[[ Provided records, beginning ]]

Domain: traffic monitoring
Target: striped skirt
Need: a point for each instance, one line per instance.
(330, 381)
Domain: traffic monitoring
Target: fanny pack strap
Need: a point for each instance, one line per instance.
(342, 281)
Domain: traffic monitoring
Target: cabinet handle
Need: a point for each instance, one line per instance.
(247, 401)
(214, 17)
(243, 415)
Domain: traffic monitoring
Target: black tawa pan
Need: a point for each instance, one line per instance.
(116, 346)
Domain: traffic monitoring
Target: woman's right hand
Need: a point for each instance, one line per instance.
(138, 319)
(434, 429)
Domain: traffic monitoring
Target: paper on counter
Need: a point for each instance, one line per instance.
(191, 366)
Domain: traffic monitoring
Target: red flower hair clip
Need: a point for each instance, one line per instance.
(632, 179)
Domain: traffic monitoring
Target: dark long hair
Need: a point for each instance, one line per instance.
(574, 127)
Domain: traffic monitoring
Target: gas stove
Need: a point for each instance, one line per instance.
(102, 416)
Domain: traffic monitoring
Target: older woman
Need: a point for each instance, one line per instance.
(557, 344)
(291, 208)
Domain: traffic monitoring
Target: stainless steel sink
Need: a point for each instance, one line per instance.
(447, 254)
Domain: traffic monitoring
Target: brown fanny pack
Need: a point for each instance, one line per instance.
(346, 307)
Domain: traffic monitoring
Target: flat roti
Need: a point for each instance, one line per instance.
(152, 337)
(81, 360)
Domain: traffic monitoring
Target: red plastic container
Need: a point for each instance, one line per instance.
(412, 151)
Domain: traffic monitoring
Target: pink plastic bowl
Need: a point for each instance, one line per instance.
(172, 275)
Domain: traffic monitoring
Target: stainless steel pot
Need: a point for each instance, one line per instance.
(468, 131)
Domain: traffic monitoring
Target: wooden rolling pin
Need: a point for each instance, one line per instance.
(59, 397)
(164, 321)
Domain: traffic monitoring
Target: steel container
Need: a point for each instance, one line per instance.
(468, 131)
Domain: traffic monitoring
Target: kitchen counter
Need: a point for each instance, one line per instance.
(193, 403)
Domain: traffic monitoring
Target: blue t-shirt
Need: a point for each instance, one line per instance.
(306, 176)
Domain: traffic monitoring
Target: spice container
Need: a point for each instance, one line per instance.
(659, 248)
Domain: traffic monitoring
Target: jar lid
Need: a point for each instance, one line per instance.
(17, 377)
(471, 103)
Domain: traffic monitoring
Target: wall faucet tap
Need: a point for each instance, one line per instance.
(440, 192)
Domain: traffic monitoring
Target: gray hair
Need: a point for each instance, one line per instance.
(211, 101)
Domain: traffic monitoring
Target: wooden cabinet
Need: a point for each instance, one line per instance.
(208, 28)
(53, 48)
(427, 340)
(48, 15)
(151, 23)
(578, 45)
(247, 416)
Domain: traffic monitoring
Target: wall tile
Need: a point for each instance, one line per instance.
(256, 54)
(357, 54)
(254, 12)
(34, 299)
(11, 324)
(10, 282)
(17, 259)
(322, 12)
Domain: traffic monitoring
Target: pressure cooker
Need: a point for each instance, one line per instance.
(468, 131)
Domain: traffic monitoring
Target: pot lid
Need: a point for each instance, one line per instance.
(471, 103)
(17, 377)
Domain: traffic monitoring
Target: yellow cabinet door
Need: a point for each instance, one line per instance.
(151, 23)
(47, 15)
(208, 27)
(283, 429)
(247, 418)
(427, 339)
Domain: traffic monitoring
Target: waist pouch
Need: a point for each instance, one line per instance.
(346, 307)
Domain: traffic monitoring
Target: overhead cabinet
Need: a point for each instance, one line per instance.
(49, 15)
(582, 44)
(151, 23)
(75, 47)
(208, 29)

[[ Provided records, end ]]

- Prompt: Your task is to copy each line of the listing that holds the word "stainless".

- Worked solution:
Target: stainless steel sink
Target: stainless steel pot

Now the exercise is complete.